JOB 1
According to the BCBS 239 text, what size of discrepancy between exposure totals and accounting balances triggers an alert?

TEXT TO READ
Operationalization of BCBS 239 in Practice

The table above shows Soda capabilities mapped to each BCBS 239 principle. In practice, many controls span multiple requirements.

Soda's data contracts provide a unifying way to enforce data quality expectations across sources, pipelines, and reports. A data contract defines what “good data” looks like—covering accuracy, completeness, timeliness, and reporting validation—and makes those expectations executable and auditable.

Contracts can be written as code for engineering teams or authored directly in Soda’s UI, making them accessible to risk managers, data owners, and governance stakeholders.

To illustrate, here are two examples of data contracts that operationalize key BCBS 239 principles in practice:

Example 1: Reconciling Exposures with Accounting Data

What this data contract does:

  • Reconciles exposure totals with accounting balances and raises alerts if discrepancies exceed €1,000

  • Validates that LEI codes follow the required 20-character format

  • Flags counterparties missing from the official master list

Which BCBS 239 principles does it affect:

  • Accuracy & Integrity (P3)

  • Completeness (P4)

  • Reporting Accuracy (P7)

dataset: <datasource>/<db>/<schema>/exposures

checks:
  - failed_rows:
      name: counterparties_missing_in_exposures
      query: |
        SELECT m.counterparty_id
        FROM <datasource>/<db>/<schema>/counterparty_master m
        LEFT JOIN <datasource>/<db>/<schema>/exposures e
          ON e.counterparty_id = m.counterparty_id
        WHERE e.counterparty_id IS NULL
      threshold:
        must_be: 0
      attributes:
        bcbs239:
          - P4
        description: "Completeness: any counterparties 	
        	missing from exposures?"

columns:
  - name: lei_code
    data_type: string
    checks:
      - invalid:
          name: lei_code_format
          valid_format:
            name: LEI must be 20 alphanumeric
            regex: '^[A-Z0-9]{20}$'
          attributes:
            bcbs239:
              - P3
            description: LEI format is 20 uppercase alphanumerics

  - name: counterparty_id
    checks:
      - invalid:
          name: counterparty_id_in_master
          valid_reference_data:
            dataset: <datasource>/<db>/<schema>/counterparty_master
            column: counterparty_id
          attributes:
            bcbs239:
              - P3
            description: "Integrity: all counterparties in 
            	exposures exist in the master"

reconciliation:
  source:
    dataset: <datasource>/<db>/<schema>/accounting_balances
  checks:
    - metric_diff:
        name: total_exposures_vs_total_balance
        source_expression: SUM(balance_amount)
        target_expression: SUM(exposure_amount)

JOB 2
In the records, starting at the line that contains "compact shape [296,151]." and ending at the last line of the records, replace "photo" with "image" and leave everything else unchanged. Write out only those lines.

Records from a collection
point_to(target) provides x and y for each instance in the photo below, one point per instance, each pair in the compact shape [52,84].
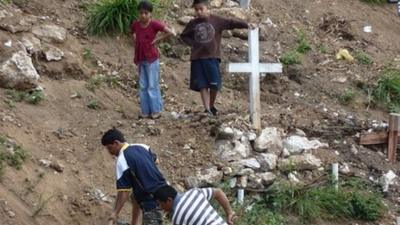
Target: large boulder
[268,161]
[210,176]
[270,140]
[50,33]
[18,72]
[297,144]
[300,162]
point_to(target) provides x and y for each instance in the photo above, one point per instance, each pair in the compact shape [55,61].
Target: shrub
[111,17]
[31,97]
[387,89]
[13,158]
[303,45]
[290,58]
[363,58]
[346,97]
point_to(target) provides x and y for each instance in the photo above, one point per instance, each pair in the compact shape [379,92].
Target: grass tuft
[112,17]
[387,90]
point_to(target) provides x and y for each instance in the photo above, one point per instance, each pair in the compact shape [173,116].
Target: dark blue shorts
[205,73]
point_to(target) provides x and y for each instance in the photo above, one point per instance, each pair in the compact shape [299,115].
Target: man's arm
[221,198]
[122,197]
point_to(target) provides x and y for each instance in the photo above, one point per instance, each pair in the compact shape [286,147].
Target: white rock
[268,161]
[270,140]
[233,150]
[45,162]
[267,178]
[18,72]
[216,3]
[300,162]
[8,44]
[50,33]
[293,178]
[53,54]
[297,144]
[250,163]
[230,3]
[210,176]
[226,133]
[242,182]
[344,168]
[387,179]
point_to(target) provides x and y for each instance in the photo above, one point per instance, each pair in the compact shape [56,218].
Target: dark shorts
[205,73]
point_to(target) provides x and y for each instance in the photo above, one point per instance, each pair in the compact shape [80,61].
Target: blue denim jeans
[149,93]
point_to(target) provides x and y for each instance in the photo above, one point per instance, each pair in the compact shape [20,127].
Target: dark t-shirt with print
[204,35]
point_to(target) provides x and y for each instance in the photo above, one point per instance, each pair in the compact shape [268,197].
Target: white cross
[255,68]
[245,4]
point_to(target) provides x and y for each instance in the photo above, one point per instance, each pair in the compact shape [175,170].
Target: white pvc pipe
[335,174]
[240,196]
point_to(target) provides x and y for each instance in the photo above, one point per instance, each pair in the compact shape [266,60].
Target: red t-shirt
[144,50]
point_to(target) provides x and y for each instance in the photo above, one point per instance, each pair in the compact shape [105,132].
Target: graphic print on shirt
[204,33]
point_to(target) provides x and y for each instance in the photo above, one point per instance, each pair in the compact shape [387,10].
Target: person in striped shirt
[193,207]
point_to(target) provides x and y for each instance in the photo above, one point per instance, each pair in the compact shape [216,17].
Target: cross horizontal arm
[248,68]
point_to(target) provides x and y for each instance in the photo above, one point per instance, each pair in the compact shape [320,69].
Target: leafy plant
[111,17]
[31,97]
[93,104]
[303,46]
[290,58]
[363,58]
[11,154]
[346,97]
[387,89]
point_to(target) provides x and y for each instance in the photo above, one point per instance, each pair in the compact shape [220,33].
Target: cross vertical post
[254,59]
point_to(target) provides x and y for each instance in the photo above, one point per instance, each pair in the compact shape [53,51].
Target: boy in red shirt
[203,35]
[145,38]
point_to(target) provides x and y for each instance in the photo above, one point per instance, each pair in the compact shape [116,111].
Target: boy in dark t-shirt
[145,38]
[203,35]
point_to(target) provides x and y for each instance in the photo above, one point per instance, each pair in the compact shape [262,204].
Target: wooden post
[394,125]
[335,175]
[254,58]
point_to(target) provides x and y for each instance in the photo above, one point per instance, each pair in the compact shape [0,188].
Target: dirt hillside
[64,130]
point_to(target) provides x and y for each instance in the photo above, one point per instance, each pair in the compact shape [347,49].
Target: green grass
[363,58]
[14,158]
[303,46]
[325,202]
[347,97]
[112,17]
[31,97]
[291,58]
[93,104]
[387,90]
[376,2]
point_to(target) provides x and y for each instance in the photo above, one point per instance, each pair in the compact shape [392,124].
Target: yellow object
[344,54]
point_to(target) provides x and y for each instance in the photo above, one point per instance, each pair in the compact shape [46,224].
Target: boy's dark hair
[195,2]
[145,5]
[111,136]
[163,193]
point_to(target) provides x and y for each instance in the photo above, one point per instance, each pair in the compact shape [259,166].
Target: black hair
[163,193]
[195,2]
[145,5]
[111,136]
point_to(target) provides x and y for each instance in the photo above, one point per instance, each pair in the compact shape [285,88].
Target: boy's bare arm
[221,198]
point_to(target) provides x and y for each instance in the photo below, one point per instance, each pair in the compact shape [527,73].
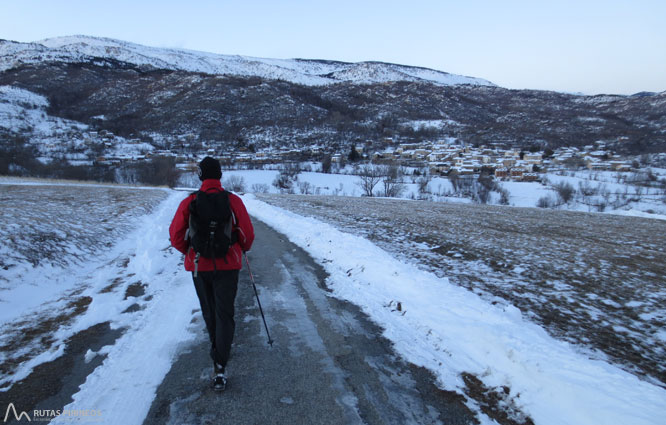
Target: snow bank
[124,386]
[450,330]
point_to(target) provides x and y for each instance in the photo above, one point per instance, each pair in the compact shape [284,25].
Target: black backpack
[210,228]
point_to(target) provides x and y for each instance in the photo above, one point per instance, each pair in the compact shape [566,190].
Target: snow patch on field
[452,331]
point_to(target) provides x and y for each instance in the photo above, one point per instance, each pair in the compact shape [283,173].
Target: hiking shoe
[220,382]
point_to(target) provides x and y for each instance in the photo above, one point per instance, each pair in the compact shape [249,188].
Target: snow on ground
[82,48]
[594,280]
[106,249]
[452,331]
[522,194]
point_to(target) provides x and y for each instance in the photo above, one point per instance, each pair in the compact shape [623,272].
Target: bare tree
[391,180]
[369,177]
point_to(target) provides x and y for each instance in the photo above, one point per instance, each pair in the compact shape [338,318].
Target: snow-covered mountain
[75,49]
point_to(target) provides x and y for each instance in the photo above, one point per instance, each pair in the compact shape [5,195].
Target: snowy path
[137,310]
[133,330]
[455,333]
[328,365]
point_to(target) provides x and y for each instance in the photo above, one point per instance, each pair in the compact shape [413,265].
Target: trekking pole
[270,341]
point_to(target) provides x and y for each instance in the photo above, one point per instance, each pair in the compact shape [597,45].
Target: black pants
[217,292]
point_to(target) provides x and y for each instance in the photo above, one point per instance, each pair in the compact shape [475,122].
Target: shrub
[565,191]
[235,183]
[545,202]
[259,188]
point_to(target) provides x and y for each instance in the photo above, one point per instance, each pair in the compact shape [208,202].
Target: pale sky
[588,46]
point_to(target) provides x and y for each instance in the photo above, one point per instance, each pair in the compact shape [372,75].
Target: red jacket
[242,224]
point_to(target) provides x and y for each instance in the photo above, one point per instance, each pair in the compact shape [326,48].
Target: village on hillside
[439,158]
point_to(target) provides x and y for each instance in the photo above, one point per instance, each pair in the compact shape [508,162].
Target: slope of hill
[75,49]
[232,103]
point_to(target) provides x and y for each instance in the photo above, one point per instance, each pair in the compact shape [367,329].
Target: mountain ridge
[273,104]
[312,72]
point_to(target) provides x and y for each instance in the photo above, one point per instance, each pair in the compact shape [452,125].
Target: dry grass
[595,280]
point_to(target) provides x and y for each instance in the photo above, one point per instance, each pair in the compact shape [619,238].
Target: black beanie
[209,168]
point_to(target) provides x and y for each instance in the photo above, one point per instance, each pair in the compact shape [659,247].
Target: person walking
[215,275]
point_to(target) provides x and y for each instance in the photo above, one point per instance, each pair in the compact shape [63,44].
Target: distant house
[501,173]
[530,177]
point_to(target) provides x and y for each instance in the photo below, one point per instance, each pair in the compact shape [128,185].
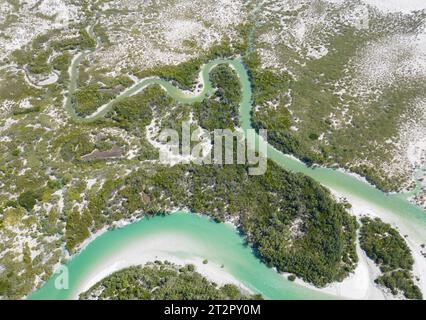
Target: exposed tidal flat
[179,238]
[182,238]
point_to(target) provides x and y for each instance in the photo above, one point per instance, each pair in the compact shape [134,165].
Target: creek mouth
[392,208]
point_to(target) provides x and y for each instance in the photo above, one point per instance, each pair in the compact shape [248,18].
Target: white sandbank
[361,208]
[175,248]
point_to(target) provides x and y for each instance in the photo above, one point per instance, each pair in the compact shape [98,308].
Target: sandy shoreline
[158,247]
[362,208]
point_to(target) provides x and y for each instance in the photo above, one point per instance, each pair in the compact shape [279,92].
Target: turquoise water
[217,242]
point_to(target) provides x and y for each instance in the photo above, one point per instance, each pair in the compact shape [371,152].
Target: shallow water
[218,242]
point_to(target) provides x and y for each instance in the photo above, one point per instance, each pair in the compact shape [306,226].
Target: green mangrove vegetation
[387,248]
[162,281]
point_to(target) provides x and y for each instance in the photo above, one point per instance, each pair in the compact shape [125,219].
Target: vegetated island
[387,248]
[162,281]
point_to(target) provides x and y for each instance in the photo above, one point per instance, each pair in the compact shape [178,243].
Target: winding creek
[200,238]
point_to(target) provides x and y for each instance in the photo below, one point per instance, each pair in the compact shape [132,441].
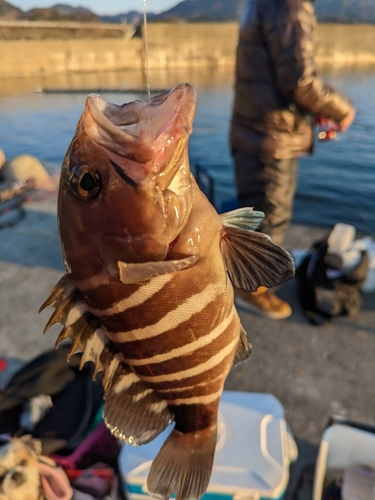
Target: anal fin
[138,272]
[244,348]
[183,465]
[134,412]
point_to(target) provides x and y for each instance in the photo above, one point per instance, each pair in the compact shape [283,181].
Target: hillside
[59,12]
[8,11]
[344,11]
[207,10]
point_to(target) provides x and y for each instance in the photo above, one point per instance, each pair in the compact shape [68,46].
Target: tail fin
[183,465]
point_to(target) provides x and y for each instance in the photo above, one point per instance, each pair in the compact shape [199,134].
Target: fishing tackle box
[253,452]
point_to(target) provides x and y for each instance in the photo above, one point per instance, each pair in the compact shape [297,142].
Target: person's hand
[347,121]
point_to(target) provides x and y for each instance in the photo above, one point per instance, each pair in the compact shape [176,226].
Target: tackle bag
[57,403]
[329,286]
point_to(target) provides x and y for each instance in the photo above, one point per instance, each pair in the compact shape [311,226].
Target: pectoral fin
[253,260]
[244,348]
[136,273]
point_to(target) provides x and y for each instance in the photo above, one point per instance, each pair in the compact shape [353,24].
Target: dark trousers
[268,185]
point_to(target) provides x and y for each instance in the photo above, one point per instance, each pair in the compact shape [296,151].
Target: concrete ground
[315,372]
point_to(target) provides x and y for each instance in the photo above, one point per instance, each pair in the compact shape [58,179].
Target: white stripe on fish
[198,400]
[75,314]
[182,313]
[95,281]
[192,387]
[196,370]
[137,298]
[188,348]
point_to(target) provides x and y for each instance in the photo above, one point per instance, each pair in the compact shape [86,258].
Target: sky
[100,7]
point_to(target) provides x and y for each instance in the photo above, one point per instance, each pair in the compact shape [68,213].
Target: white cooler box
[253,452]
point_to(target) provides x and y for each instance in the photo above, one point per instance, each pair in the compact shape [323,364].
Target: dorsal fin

OUTPUT 1
Discrepancies exceeding €1,000.

OUTPUT 2
point_to(target) provides x and y for each instance in the image above, one point per instance, each pair in the compact shape [296,151].
Target: concrete ground
[315,372]
point_to(target) provides x and y for each instance in the image above, one point per instance, each pair in the compact shape [58,179].
Target: white stripe on fish
[198,400]
[75,314]
[182,313]
[95,281]
[192,387]
[196,370]
[137,298]
[188,348]
point_to(target) provides x and y for each instance in the image above, one point per instance, each pair in the compact shape [86,258].
Target: sky
[100,7]
point_to(target) provides x and y for each instance in the image above, one point per instance, each pair in the compact shape [68,213].
Target: white cooler box
[253,452]
point_to(target) provides x and y for each instance in the image above, one point per instance, each pair in the compact shape [323,364].
Target: dorsal fin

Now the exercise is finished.